* START PAGE *

Moose Toys (or Moose Enterprises or Moose Creative Management Pty Ltd or The Moose Group) is an Australian-owned toy design, development and distribution company founded in 1985. Moose is headquartered in Australia, has over 600 staff and distributes to over 100 countries.

History

In 1985, Moose Toys was founded by Brian Hamersfeld.
Later in 2001, Moose was acquired by Chief Executives Manny Stul, Jacqui Tobias and Paul Solomon. The company is based in Cheltenham, Melbourne, Australia

From the 2000s to 2015, revenue for the company grew from $10 million to more than $900 million.

'In 2011, Paul Solomon led a move to distribute Moose Toys products directly into US retail (which ends its distributor license with Canadian toy company Spin Master), starting with a collectible brand called "The Trash Pack".

* END PAGE *
* START AVAILABLE DATA *

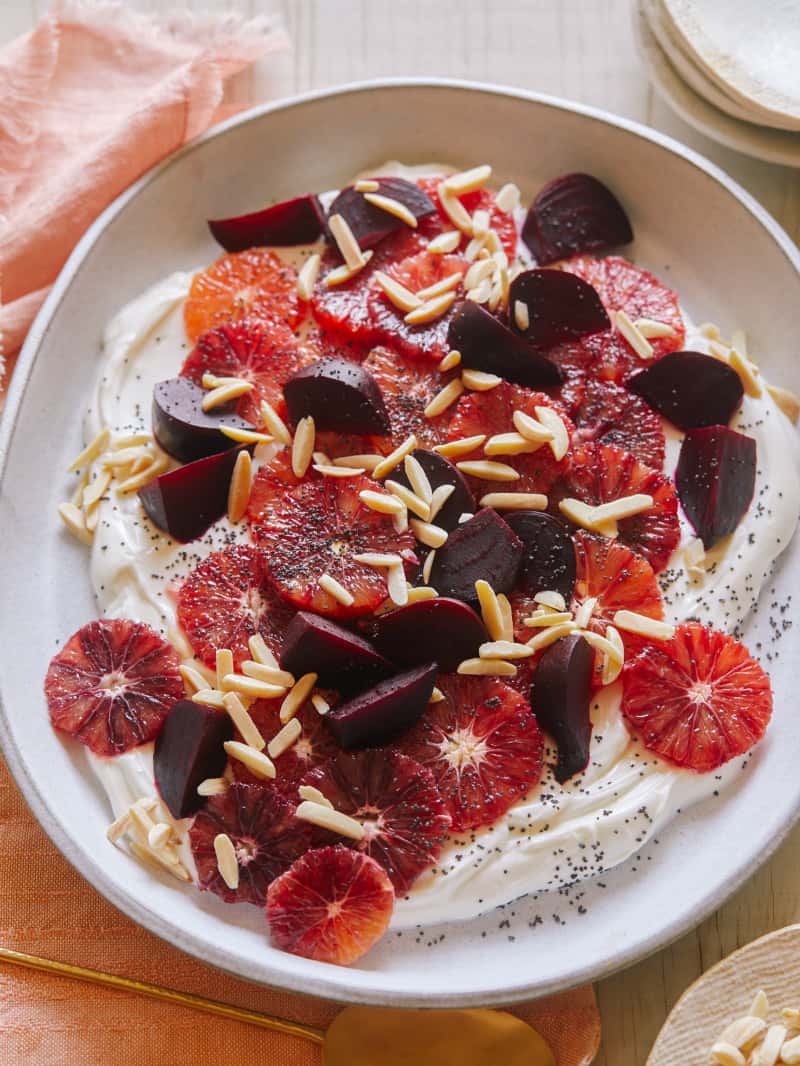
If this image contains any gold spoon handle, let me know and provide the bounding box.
[0,948,325,1044]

* END AVAILABLE DATA *

Reproduce the Moose Toys text above word for word, from its first line to its last.

Moose Toys (or Moose Enterprises or Moose Creative Management Pty Ltd or The Moose Group) is an Australian-owned toy design, development and distribution company founded in 1985. Moose is headquartered in Australia, has over 600 staff and distributes to over 100 countries.

History

In 1985, Moose Toys was founded by Brian Hamersfeld.
Later in 2001, Moose was acquired by Chief Executives Manny Stul, Jacqui Tobias and Paul Solomon. The company is based in Cheltenham, Melbourne, Australia

From the 2000s to 2015, revenue for the company grew from $10 million to more than $900 million.

'In 2011, Paul Solomon led a move to distribute Moose Toys products directly into US retail (which ends its distributor license with Canadian toy company Spin Master), starting with a collectible brand called "The Trash Pack".